→ EXERCISE TASK
Write out the rows without any changes, from the first line through the line that contains "(636, 691), (683, 723)", with both the first and last lines included.

** Begin GIVEN RECORDS **

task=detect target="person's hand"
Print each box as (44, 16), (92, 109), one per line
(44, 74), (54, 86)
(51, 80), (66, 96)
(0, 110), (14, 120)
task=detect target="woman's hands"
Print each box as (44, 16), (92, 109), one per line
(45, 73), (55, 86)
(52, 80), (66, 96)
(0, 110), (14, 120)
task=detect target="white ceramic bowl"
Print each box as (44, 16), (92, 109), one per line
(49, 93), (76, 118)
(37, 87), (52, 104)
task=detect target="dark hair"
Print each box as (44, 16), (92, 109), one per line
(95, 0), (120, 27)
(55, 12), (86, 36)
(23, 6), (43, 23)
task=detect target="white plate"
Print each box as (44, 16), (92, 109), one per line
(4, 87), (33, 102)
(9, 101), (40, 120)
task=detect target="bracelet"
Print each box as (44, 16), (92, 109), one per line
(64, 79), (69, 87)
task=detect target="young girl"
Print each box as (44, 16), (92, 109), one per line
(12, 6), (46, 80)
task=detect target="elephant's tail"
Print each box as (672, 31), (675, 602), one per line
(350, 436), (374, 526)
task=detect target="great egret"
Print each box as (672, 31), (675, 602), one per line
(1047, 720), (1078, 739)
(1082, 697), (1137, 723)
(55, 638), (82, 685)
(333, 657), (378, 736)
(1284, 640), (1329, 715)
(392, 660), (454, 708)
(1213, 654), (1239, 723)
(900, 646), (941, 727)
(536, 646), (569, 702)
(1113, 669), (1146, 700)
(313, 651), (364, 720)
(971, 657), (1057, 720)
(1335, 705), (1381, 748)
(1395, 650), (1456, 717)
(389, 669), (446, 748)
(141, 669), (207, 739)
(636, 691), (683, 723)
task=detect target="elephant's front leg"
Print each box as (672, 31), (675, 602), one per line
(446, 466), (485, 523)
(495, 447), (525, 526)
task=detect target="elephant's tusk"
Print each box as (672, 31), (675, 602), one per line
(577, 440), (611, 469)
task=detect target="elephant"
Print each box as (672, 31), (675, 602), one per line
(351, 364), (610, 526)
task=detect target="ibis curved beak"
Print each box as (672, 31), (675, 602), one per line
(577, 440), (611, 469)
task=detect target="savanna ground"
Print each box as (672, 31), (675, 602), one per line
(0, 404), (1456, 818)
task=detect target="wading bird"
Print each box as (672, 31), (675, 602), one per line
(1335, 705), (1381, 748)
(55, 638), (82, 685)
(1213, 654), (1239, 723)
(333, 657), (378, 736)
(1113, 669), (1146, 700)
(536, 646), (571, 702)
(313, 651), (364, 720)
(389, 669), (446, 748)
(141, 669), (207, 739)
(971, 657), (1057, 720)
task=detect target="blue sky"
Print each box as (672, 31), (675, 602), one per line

** End GIVEN RECORDS **

→ ANSWER BELOW
task=detect target="person's hand"
Print each box as (44, 16), (92, 109), one per line
(44, 74), (54, 86)
(51, 80), (66, 96)
(0, 110), (14, 120)
task=detect target="woman's hands"
Print each box as (44, 16), (92, 109), one per line
(45, 73), (55, 86)
(52, 80), (66, 96)
(0, 110), (14, 120)
task=detect target="white ceramic bowl"
Print each box as (44, 16), (92, 109), one per line
(49, 93), (76, 118)
(37, 87), (52, 104)
task=detect target="dark hair"
Print each box as (44, 16), (92, 109), one per line
(95, 0), (120, 27)
(55, 12), (86, 36)
(23, 6), (43, 23)
task=detect target="white plate"
Print each box as (44, 16), (92, 109), one per line
(4, 87), (33, 102)
(9, 101), (40, 120)
task=detect target="bracelet"
Print each box as (44, 16), (92, 109), one per line
(64, 79), (69, 87)
task=detect target="young girl"
Print each box as (44, 16), (92, 109), one per line
(12, 6), (46, 80)
task=detect target="elephant's tail"
Print each box as (672, 31), (675, 602), one per line
(350, 436), (374, 526)
task=detect target="great egret"
Print each box as (672, 31), (675, 602), one per line
(1047, 720), (1078, 739)
(1082, 697), (1137, 723)
(55, 638), (82, 685)
(333, 657), (378, 736)
(1284, 640), (1329, 715)
(392, 660), (454, 708)
(1213, 654), (1239, 723)
(900, 646), (941, 727)
(536, 646), (569, 702)
(1113, 669), (1146, 700)
(313, 651), (364, 720)
(971, 657), (1057, 720)
(1335, 705), (1381, 748)
(1395, 650), (1456, 717)
(389, 669), (446, 748)
(141, 669), (207, 739)
(636, 691), (683, 723)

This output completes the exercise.